◆ **Work to complete**:
• A. In the text headed "Ornament Before Dress," what did the sexton say when he turned away the man in rags?
• B. Write a continuation of the "Ornament Before Dress" text, starting right after its last sentence.

◆ **Provided text**:
^^^^^^^^^^^^^^^^

ORNAMENT BEFORE DRESS
Every rule is a sign of weakness. A man needs no rules to make him eat, when he is hungry: and a law is a badge of disgrace. Yet we are able to console ourselves, from points of view which terminate in duty, order, and the like advantages.
I went into the Church to look for a poor man.
For the Lord has said that the Poor are his children, and I thought His children would live in His house.
But in the pews sat only Kings and Lords: at least all that sat there were dressed like Kings and Lords; and I could not find the man I looked for, who was in rags;—presently I saw the sexton refuse admission to a man; lo, it was my poor man, he had on rags, and the sexton said, "No ragged allowed."
O World, I wish there was room for a poet. In the time of David and of Isaiah, in the time of John and of Homer, there was room for a poet. In the time of Hyvernion and of Herve and of Omar Khayyam: in the time of Shakspere, was room in the world for a poet.

^^^^^^^^^^^^^^^^

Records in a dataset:
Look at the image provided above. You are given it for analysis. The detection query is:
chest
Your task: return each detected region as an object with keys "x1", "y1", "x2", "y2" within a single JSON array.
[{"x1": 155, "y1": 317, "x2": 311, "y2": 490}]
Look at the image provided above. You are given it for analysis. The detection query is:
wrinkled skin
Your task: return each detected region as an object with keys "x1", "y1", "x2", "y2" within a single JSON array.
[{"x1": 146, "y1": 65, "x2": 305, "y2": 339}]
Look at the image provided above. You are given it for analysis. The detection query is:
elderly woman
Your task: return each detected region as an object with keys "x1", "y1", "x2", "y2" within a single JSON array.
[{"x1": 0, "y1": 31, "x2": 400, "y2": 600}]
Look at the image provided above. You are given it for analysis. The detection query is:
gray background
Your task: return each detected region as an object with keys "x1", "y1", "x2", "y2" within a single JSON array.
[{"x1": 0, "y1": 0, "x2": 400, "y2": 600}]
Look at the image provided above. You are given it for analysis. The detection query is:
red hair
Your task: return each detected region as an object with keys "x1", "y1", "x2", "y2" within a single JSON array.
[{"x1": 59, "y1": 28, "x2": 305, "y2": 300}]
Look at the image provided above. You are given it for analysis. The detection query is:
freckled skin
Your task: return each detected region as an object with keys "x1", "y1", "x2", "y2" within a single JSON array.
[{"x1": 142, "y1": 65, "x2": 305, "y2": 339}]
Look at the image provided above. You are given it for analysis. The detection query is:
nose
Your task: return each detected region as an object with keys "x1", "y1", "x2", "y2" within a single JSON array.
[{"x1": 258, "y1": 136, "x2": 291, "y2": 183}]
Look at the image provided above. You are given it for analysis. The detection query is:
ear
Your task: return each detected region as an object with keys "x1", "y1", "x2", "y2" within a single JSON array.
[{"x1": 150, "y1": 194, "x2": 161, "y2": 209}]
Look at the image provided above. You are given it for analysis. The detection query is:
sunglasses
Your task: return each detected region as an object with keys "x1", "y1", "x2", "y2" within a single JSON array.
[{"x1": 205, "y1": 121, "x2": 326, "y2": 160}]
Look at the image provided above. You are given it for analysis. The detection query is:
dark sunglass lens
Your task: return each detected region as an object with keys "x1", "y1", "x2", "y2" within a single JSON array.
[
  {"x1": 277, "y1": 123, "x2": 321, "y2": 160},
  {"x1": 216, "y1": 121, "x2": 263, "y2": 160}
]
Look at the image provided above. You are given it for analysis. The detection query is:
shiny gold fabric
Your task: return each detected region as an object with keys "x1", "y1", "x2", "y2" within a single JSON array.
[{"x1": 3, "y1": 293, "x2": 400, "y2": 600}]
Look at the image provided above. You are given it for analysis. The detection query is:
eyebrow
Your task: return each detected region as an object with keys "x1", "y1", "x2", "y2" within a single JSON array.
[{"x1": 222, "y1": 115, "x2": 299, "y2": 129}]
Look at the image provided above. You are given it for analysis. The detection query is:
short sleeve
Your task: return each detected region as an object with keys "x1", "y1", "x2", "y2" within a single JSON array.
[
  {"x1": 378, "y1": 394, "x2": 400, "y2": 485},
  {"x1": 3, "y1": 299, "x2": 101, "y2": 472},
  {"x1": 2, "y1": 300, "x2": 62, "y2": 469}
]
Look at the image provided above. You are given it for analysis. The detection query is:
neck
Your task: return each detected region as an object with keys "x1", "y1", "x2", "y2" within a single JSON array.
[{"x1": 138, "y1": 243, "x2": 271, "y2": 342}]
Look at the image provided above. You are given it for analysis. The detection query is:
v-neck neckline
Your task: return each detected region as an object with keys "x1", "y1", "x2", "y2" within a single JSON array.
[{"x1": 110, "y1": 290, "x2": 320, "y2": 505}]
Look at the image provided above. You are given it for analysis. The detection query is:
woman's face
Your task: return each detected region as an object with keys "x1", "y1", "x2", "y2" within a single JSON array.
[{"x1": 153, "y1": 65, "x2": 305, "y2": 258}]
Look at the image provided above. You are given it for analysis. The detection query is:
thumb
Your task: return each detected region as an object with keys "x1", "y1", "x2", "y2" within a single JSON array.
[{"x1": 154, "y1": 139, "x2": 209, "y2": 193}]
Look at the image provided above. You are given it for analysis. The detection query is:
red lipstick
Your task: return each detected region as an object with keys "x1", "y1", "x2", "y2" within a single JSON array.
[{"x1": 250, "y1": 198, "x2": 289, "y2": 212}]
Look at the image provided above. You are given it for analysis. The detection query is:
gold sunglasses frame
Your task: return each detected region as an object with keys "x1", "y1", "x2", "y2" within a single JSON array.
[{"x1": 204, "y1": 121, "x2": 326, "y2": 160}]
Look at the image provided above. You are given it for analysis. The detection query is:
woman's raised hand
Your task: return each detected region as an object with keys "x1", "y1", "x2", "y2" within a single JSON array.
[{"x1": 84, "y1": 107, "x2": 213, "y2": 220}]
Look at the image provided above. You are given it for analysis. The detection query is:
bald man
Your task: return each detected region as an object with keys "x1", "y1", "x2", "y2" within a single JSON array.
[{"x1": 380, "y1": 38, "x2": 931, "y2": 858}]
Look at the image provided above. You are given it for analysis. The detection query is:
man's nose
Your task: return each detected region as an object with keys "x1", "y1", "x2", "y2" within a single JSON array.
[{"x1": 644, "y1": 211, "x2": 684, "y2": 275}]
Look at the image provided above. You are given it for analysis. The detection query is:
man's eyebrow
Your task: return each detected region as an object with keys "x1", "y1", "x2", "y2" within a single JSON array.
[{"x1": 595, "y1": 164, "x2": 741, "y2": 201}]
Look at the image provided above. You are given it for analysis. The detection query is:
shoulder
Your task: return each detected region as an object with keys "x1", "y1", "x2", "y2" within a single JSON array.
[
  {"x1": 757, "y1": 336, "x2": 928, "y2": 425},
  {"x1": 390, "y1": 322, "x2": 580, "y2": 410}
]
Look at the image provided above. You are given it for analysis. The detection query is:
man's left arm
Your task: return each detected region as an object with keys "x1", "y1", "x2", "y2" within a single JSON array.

^^^^^^^^^^^^^^^^

◆ **Per-task outputs**:
• A. "No ragged allowed."

• B.
In the lily, the sunset, the mountain, the rosy hues of all life, it is easy to trace God. But it is in the dust that goes up from the unending Battle of Things that we lose Him. Forever thro' the ferocities of storms, the malice of the never-glutted oceans, the savagery of human wars, the inexorable barbarities of accident, of earthquake and mysterious Disease, one hears the voice of man crying, where art thou, my dear Lord and Master?
But oh, how can ye trifle away your time at trades and waste yourself in men's commerce, when ye might be here in the woods at commerce with great angels, all heaven at purchase for a song.
The United States in two hundred years has made Emerson out of a witch-burner.